Start of TEXT FOR ANALYSIS

We Are the Best! Venice Review

By David Rooney / The Hollywood Reporter

02-09-2013

 

 Three early-teen Stockholm girls form a punk band to thrash their way through outsider unease in Swedish writer-director Lukas Moodysson's latest.

Smells like Swedish teen spirit. The emotional vitality and warm-hearted view of adolescence that elevated Lukas Moodysson´s 1998 debut feature, Show Me Love, make a welcome return in We Are the Best! (Vi ar bast!) Based on a graphic novel by the director´s wife, this is a buoyant account of three awkward-age girls who form an impromptu punk band as an escape from exasperating parents, high school bitches and solitude. Specific to its 1982 Stockholm setting and yet thematically universal, the film is all the more disarming for its breezy unpretentiousness.

 

People keep telling 13-year-old friends Bobo (Mira Barkhammar) and Klara (Mira Grosin) that punk is dead. The tacky spectacle of their blonde nemeses in candy-colored spandex doing a school talent show routine to the synthpop of Human League´s “Don´t You Want Me” would seem to confirm it.

For Moodysson´s purposes, however, the anti-establishment anarchy and rejection of mainstream culture that defined the punk movement are a perfect fit for the inchoate rebellion that grips kids in their early teens, even if the politicization of their unrest rarely runs deep. For the girls in We Are the Best! it´s also a misfit style statement that helps pave over their insecurities and allow them to assert identities that are still on the way to being fully formed.

Funny and frank in its observations, the film is a delightful snapshot of female friendship at that age, from the giddy highs to the melancholy funks, from the sustaining bonds to the jealousies and stinging betrayals.

Sporting a mohawk and a mouthful of attitude, Klara is the scrappiest and most confident of the bunch. Her tendency to automatically assume leadership is already showing signs of ruffling Bobo, the smarter, more serious of the two. Bobo´s wire-framed specs give her a persistent prepubescent Harry Potter look that makes the punky posturing harder for her to sell, even with help from hair product to spike up her boyish pixie cut.

The two form a band as a lark, partly to stick it to the obnoxious guys who dub themselves Iron Fist and monopolize the youth center rehearsal space with their maximum-volume din. One of the girls´ early improvised efforts is a hilarious anti-sports anthem that will appeal to anyone who ever hated gym class. However, that shapeless blast of garage-band noise has nothing on the blunt brilliance later on of a song by another band whose members the girls eye as potential boyfriends. Its refrain: “Brezhnev, Reagan. F*** off!”

End of TEXT FOR ANALYSIS
Start of GIVEN INFORMATION

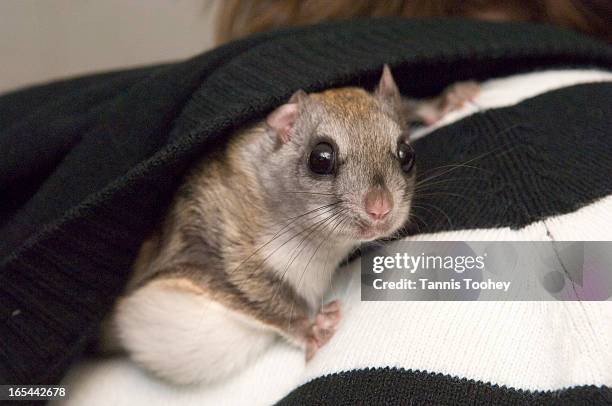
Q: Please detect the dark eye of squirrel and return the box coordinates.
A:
[397,141,414,173]
[308,142,336,175]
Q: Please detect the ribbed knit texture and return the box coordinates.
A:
[0,19,612,394]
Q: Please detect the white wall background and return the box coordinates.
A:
[0,0,223,92]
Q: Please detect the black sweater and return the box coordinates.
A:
[0,19,612,402]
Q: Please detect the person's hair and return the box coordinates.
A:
[215,0,612,43]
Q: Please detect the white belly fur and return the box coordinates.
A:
[113,279,275,384]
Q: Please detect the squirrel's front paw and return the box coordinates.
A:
[306,300,341,361]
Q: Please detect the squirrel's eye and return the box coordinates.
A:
[397,142,414,173]
[308,142,336,175]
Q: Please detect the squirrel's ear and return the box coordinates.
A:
[374,64,401,112]
[266,89,308,144]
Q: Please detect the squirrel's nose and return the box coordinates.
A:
[365,186,393,221]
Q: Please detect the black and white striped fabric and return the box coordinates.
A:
[64,68,612,405]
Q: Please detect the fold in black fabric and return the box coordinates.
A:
[277,368,612,406]
[0,19,612,384]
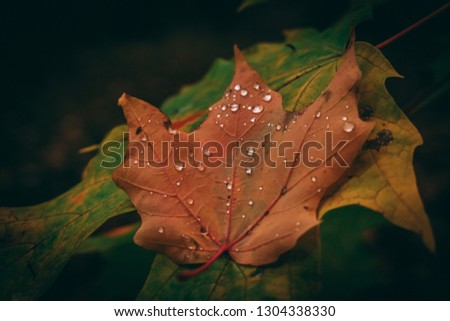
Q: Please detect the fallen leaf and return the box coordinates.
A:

End of GIVEN INFORMATION

-- WHAT NEEDS TO BE DONE --
Pick up the review of We Are the Best! from where it stops and continue it.

-- ANSWER AREA --
While their ambitions remain too modest and their dedication too erratic to call this a let´s-form-a-band movie, Bobo and Klara soon concede that their lack of musicianship is a drawback. They spot a solution in Hedvig (Liv LeMoyne), a shy fledgling beauty who is an accomplished classical guitarist. Socially constrained by her family´s devout Christianity, she is as much an outsider as Bobo and Klara. And while she takes some persuading that their overtures of friendship are genuine, she opens up like a flower under their influence. Particularly after being bullied into letting them hack off her hair into an androgynous short crop.

There´s not a whole lot more in terms of story, but the unforced charm of this limber, infectiously chaotic movie is due in part to its looseness, not to mention the empathy and affection of Moodysson´s regard for his characters.

The closest thing to a plot-driver is a concert at a youth center in another town where the girls are invited to perform. But echoing the comic-strip frames of Coco Moodysson´s source material, titled Never Goodnight, it´s the accumulation of small vignettes that makes this so sweet and satisfying.

Poignant moments include Bobo crushing on Klara´s 16-year-old brother (Charlie Falk), who´s all but oblivious to her until she mortifyingly throws up on his record collection. Or her awkward attempts to make a move on another guy, Elis (Jonathan Salomonsson), which might be disloyal to Klara but shows Bobo´s impatience with playing second fiddle. The resulting spat adds texture to the late action. Moodysson is not interested in fabricating major epiphanies on the path to maturity, but there´s an exuberant sense of these girls´ joy as they make a racket and affirm their independence.

Adults are viewed from an irritated teen perspective, whether it´s Bobo´s self-absorbed divorced mother (Anna Rydgren) and her constant search for romance, Klara´s dorky, clarinet-playing dad (David Dencik), or Hedvig´s mother (Ann-Sofie Rase), who attempts to discipline the girls for a transgression by imposing her beliefs upon them. But Moodysson´s light touch, as well as his affinity for the normal give and take of family life ensures that these secondary figures are presented without ridicule.

The three young leads turn in winning performances, creating nicely individualized characters and revealing a lot in moments of quiet sensitivity. Nimble camerawork, brisk editing, and production design that´s colorful but at the same time understated help wrap up the package, of course along with a raucous soundtrack selection of Scandi punk tunes.

Venue: Venice Film Festival (Horizons; also in Toronto festival)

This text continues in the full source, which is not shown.